#### EXERCISE TASK:
Select each line in the records below that contains the string "knee", with case counting, and copy those lines out.
==== RECORDS FOR THE TASK
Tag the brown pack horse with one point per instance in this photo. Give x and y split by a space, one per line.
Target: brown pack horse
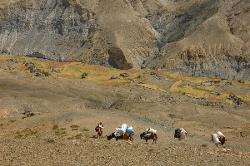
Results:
98 131
126 136
147 136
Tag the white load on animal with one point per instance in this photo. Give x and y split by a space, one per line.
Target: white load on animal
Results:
220 134
218 138
151 130
130 130
215 139
180 133
121 130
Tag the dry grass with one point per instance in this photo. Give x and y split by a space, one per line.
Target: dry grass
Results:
197 87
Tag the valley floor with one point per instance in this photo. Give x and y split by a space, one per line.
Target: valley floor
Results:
50 119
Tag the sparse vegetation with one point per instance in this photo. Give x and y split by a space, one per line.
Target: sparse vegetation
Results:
25 133
84 75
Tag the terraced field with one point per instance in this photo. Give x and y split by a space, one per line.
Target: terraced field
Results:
48 112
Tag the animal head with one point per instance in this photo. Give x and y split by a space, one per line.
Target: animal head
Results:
109 137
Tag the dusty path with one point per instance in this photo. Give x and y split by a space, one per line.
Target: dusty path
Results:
66 111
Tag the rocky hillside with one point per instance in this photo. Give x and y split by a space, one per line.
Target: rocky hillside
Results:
198 37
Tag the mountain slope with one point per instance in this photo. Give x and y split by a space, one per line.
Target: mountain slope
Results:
197 37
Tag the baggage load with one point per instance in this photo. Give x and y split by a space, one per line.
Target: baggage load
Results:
124 126
220 134
150 130
215 138
130 130
119 132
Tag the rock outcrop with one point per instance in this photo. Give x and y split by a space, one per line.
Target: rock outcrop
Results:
197 37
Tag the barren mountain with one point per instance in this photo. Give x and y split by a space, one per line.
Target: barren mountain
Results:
198 37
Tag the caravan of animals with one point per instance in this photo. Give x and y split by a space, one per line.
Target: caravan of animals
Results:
126 132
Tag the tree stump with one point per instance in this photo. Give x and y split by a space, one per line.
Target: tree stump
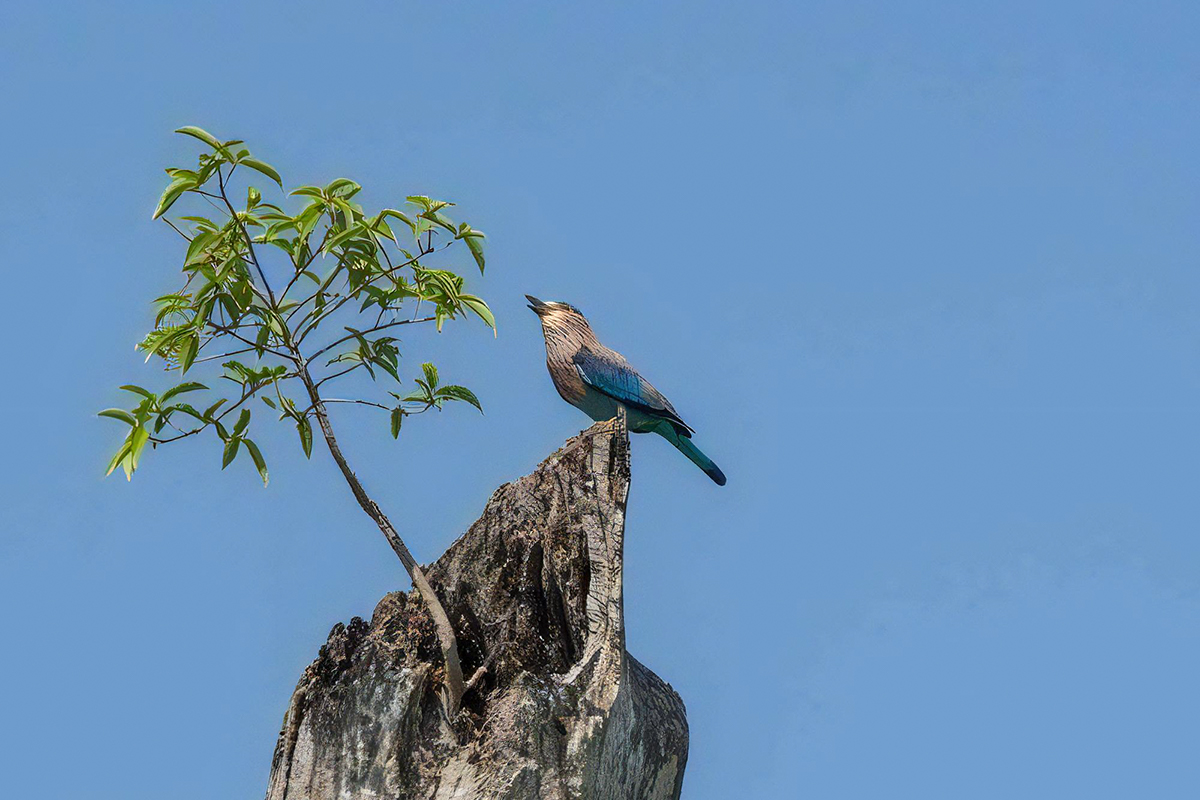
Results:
558 709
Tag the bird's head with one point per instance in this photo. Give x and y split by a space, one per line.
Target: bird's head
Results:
553 314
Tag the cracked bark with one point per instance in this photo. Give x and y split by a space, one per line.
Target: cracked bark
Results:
561 710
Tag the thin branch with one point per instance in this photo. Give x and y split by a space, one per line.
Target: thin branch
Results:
334 400
223 355
245 396
370 330
252 344
250 245
447 638
339 374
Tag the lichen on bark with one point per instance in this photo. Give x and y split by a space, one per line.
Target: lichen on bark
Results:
559 710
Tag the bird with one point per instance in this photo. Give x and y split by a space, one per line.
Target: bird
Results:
598 380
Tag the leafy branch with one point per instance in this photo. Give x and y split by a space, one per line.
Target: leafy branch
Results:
334 260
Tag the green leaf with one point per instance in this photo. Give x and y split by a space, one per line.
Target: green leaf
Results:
190 386
121 452
460 394
267 169
168 198
203 136
480 310
189 350
342 187
211 409
431 374
305 429
119 414
138 390
475 245
255 453
231 452
138 439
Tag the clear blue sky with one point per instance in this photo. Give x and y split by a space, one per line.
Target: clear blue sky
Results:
923 276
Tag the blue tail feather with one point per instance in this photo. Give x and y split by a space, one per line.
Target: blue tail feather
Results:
694 453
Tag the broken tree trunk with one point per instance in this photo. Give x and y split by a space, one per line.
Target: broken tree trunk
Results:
557 710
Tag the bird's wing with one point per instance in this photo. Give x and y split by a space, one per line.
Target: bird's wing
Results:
611 374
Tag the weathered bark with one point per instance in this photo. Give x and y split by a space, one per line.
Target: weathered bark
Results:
559 711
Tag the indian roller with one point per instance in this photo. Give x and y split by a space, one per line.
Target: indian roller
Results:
597 380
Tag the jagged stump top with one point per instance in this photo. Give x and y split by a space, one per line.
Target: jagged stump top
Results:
534 591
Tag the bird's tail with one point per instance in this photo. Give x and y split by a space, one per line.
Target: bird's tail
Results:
694 453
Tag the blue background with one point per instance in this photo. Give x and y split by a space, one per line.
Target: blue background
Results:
922 275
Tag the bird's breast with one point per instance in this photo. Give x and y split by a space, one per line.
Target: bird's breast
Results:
567 380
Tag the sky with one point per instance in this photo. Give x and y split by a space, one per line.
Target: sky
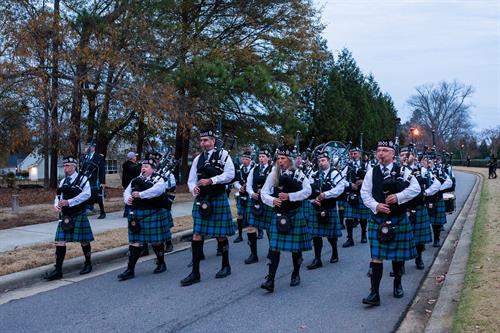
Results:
408 43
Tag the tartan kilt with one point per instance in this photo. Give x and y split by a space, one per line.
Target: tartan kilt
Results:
297 239
330 230
308 210
422 228
81 233
439 217
263 221
243 211
169 221
219 224
401 248
349 211
154 226
362 212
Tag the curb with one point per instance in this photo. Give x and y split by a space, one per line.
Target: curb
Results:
451 260
25 278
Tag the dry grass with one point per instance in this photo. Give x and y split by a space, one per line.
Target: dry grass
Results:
479 307
43 254
43 213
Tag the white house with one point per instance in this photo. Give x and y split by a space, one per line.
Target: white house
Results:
34 163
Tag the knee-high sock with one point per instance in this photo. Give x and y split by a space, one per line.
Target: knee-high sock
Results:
297 261
224 245
60 253
252 241
86 253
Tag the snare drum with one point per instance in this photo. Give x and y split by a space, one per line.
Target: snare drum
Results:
449 202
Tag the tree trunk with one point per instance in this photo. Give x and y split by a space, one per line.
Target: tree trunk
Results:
54 96
78 83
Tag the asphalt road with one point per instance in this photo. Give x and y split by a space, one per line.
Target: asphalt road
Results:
328 299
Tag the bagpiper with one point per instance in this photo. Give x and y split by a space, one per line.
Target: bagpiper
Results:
327 185
72 195
241 196
147 218
285 189
210 172
261 215
417 208
93 165
385 191
356 212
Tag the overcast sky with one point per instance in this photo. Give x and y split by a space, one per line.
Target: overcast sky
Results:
409 43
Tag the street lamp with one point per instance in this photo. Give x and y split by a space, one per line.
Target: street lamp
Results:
414 132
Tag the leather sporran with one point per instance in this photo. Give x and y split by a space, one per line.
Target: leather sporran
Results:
283 223
134 225
67 223
386 232
205 208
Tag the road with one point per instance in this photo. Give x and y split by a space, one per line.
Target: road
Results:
328 299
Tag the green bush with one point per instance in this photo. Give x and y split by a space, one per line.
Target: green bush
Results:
10 179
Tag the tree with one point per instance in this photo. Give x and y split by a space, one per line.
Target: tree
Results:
444 108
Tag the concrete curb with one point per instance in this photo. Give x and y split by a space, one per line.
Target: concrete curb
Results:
446 306
456 245
24 278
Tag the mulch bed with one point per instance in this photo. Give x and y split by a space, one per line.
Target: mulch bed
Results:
35 196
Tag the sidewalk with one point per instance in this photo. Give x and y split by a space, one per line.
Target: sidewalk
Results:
11 239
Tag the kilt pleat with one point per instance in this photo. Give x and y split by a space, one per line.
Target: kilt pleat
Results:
262 221
422 233
297 239
154 226
219 223
401 248
243 211
169 221
438 215
330 230
81 233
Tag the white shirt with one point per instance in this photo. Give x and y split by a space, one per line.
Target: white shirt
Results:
80 198
404 196
267 190
155 191
436 184
223 178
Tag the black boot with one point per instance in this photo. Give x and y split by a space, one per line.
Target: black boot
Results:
268 284
56 274
418 260
252 241
363 223
349 242
169 247
87 267
197 252
335 253
260 233
226 268
134 254
160 258
144 250
240 231
376 269
318 245
397 269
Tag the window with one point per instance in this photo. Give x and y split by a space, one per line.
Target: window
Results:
111 166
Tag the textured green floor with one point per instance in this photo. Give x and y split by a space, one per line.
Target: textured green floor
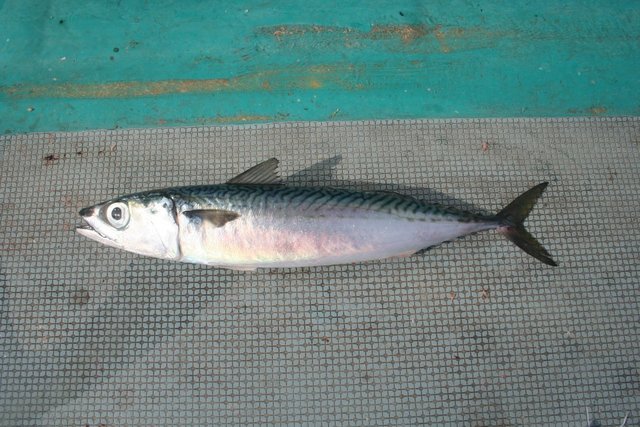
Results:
68 65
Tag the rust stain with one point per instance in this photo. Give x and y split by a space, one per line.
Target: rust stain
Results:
441 36
303 77
446 39
315 84
131 89
242 118
405 33
597 110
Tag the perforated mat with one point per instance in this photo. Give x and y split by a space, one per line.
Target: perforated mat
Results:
474 332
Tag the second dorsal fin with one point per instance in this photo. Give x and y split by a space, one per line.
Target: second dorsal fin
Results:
262 173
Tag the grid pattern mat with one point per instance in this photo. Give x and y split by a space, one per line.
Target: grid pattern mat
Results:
474 332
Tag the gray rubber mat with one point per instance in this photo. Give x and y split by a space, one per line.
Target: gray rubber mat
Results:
474 332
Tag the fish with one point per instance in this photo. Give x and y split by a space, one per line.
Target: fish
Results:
255 221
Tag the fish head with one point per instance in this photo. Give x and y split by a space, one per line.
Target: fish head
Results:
143 223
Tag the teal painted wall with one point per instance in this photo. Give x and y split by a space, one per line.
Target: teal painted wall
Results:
68 65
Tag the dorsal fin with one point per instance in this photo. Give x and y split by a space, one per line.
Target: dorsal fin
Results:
262 173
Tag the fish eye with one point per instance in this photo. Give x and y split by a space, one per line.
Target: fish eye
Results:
118 215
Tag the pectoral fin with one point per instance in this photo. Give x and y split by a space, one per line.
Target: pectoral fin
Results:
215 217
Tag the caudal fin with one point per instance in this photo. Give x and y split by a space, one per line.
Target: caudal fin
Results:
512 218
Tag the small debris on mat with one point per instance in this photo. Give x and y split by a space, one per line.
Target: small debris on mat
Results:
51 159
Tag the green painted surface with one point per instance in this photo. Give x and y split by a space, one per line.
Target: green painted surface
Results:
67 65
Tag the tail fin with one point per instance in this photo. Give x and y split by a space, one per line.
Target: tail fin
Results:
512 218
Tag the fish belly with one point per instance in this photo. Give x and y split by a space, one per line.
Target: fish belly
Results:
253 241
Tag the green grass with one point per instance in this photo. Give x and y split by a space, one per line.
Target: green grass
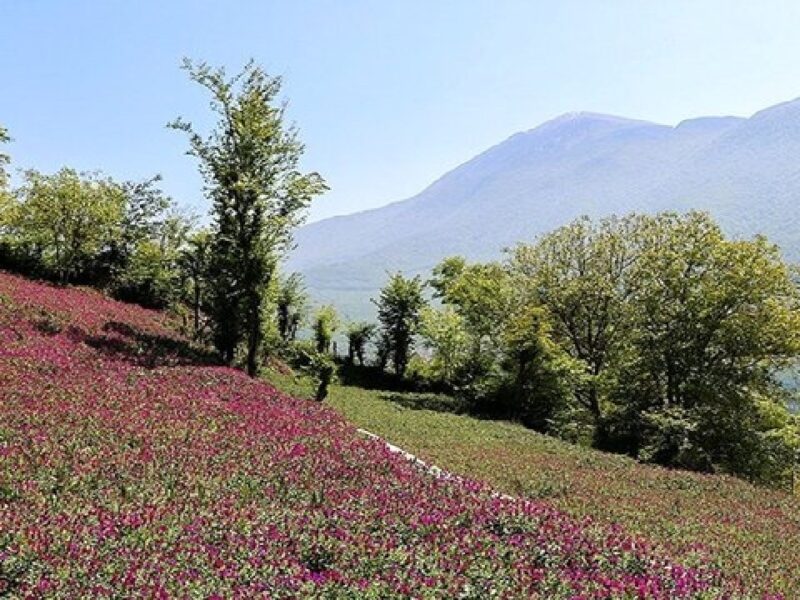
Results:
752 532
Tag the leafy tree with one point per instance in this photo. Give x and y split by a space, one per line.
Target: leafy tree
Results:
580 274
144 215
326 322
715 320
250 165
66 219
151 274
399 306
292 303
5 159
541 373
193 263
444 334
358 334
679 334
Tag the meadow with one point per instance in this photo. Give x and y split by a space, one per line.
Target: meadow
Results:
748 531
130 467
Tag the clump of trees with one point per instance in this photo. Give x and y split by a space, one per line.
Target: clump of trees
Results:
129 239
250 165
650 335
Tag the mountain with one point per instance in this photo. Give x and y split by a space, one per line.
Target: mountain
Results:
746 172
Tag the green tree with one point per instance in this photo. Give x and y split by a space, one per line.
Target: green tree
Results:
444 333
193 262
715 320
151 273
580 273
540 372
250 166
66 219
326 322
292 304
399 306
358 335
5 159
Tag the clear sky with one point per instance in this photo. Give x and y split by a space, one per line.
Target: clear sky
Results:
388 95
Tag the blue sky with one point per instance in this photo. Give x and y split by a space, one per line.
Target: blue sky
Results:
388 95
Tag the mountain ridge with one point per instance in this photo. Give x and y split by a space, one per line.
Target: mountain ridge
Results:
538 179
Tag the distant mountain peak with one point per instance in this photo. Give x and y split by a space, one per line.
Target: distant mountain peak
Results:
743 171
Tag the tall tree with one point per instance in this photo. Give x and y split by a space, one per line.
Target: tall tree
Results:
292 303
250 163
358 334
715 320
194 266
67 218
580 272
326 322
5 159
399 306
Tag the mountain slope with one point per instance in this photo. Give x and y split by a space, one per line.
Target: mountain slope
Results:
744 171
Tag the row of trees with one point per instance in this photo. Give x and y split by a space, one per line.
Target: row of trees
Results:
650 335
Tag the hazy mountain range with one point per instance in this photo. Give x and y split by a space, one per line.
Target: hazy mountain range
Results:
746 172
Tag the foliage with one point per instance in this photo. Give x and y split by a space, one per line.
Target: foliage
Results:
195 480
5 159
292 304
358 335
62 221
399 306
250 166
194 263
679 333
326 322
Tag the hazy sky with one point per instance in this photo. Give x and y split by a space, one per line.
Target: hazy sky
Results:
388 95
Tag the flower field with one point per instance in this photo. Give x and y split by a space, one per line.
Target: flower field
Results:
128 468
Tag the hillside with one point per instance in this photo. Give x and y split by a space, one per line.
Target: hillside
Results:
130 466
744 171
749 531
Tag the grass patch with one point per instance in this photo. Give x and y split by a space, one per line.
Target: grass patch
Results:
751 532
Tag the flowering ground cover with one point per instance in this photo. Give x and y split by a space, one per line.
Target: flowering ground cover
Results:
129 468
751 532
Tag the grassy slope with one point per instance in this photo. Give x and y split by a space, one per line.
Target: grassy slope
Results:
752 532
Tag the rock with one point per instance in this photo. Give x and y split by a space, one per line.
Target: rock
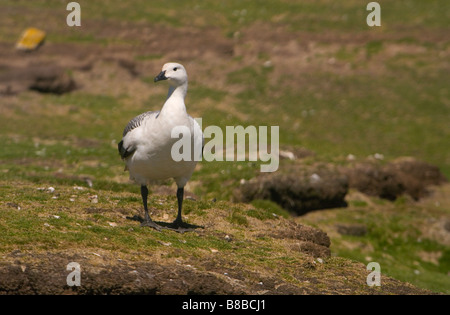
========
#### ANSWER FOR THE TASK:
Tag the knee-high sock with one point per instance in this photo. Give x and y split by a space, one per line.
Target: knee-high sock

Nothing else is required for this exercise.